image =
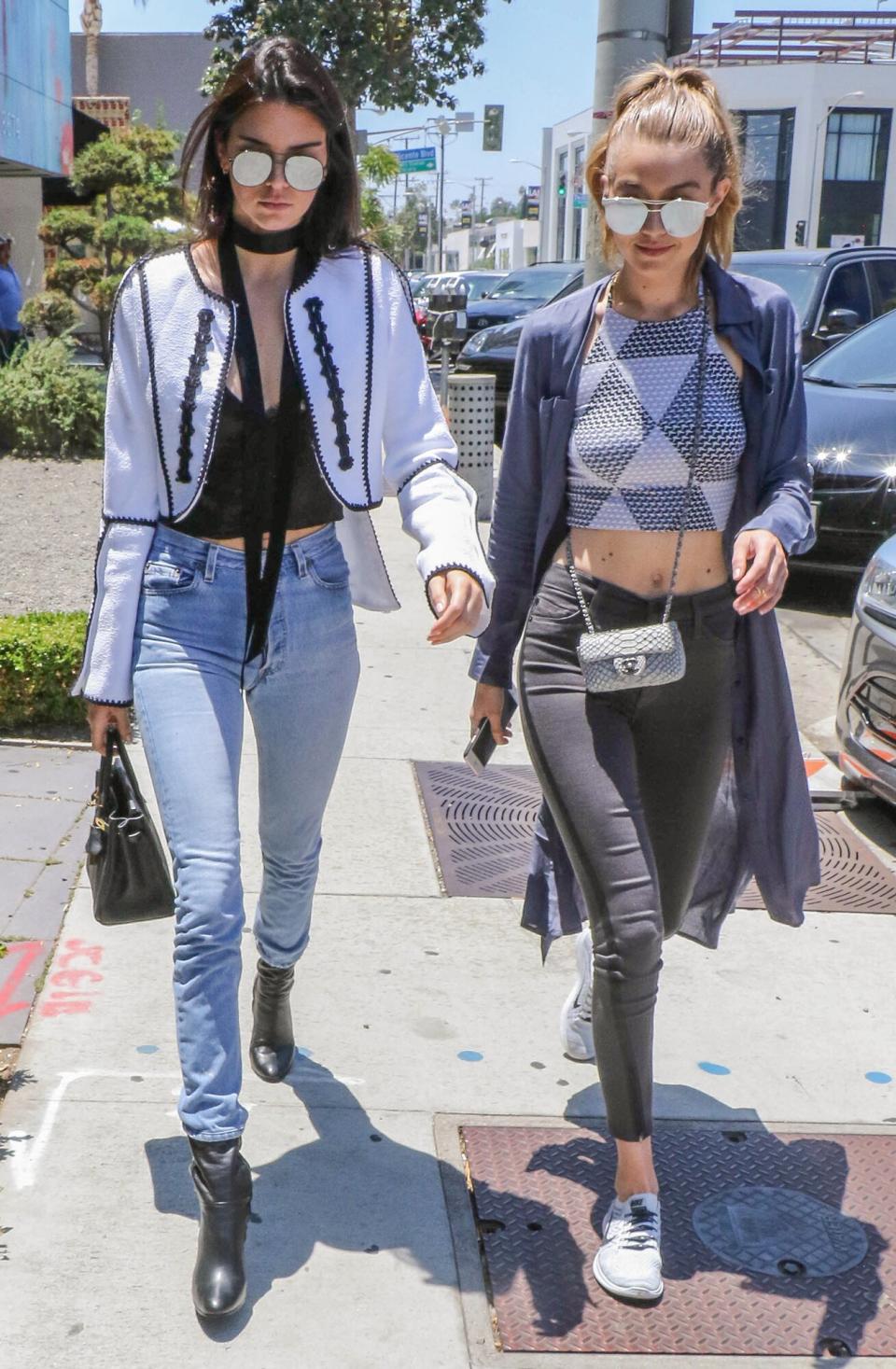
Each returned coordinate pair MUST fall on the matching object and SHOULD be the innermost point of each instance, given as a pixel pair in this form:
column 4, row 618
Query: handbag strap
column 694, row 451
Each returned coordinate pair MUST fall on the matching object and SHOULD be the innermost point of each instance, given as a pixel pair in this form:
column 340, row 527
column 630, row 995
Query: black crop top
column 243, row 469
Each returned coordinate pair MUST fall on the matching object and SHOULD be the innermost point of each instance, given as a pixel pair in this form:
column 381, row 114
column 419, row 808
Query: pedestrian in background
column 10, row 301
column 655, row 454
column 267, row 384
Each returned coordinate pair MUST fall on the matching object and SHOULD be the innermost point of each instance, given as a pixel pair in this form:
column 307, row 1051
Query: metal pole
column 441, row 200
column 629, row 33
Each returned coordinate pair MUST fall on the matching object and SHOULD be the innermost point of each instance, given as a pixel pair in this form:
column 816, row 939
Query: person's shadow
column 352, row 1189
column 817, row 1166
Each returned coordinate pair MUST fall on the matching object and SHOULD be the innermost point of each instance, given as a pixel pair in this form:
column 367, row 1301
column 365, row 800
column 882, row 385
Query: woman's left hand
column 458, row 601
column 759, row 567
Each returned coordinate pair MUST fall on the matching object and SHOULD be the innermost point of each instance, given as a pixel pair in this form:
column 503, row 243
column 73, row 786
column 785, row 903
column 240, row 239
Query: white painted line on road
column 26, row 1157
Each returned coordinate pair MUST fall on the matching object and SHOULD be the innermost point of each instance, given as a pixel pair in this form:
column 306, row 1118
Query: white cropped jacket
column 375, row 419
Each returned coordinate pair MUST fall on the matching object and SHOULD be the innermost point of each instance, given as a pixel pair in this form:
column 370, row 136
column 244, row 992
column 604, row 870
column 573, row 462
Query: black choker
column 281, row 240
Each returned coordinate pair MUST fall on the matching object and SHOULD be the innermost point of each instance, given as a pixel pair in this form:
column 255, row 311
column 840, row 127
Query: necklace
column 280, row 240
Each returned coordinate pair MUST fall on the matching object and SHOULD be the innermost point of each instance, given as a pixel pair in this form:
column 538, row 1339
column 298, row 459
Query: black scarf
column 277, row 456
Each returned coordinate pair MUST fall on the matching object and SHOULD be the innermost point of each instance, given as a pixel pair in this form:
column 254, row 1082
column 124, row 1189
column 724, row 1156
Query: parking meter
column 450, row 307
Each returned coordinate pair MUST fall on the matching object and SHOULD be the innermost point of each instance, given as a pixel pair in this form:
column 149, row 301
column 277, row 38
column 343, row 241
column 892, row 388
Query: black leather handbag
column 126, row 862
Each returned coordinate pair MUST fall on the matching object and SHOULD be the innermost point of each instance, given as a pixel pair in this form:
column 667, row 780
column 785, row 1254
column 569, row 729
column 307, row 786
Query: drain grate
column 779, row 1245
column 483, row 830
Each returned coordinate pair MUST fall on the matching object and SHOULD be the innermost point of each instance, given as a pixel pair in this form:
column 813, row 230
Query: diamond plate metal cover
column 799, row 1205
column 483, row 830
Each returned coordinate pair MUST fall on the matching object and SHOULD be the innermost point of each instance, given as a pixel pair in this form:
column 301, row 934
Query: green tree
column 377, row 167
column 129, row 175
column 392, row 53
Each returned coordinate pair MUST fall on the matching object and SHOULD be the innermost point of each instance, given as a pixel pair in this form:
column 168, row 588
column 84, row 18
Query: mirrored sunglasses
column 679, row 217
column 254, row 167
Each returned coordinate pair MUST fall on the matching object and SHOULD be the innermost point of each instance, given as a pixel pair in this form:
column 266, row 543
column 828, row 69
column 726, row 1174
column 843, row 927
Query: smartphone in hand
column 481, row 745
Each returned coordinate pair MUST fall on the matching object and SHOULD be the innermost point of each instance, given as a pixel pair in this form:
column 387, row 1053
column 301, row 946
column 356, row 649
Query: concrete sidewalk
column 413, row 1011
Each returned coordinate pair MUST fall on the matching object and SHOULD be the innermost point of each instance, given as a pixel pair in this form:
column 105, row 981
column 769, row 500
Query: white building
column 816, row 94
column 514, row 244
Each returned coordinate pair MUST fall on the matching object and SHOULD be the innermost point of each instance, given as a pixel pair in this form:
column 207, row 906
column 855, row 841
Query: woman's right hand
column 488, row 701
column 100, row 718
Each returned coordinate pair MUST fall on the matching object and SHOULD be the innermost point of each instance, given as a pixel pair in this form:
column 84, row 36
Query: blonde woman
column 653, row 413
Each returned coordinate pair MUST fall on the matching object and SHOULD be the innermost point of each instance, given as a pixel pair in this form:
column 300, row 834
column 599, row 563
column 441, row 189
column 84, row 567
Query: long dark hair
column 280, row 69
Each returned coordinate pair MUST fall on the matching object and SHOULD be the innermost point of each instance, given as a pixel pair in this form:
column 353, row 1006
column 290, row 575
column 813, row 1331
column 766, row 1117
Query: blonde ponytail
column 677, row 105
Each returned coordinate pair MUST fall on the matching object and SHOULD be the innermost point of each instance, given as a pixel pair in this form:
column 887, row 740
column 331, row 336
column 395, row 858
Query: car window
column 479, row 285
column 883, row 272
column 532, row 285
column 847, row 289
column 796, row 278
column 867, row 357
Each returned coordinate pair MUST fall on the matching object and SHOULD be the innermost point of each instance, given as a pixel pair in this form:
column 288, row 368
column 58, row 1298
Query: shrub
column 40, row 657
column 51, row 311
column 49, row 405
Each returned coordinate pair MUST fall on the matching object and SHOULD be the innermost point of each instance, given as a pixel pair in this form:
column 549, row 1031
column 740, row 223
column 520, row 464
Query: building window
column 766, row 144
column 562, row 192
column 854, row 175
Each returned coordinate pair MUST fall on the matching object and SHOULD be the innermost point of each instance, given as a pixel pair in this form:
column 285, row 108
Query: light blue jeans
column 188, row 653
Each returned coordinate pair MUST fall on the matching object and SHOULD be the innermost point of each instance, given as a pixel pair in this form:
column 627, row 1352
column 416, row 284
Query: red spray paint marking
column 26, row 953
column 69, row 993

════════════════

**WHAT YOU ARE ASKED TO DO**. Pick out each line above that contains the word "blonde", and copy those lines in full.

**ANSWER IN FULL**.
Query: blonde woman
Query: blonde ponytail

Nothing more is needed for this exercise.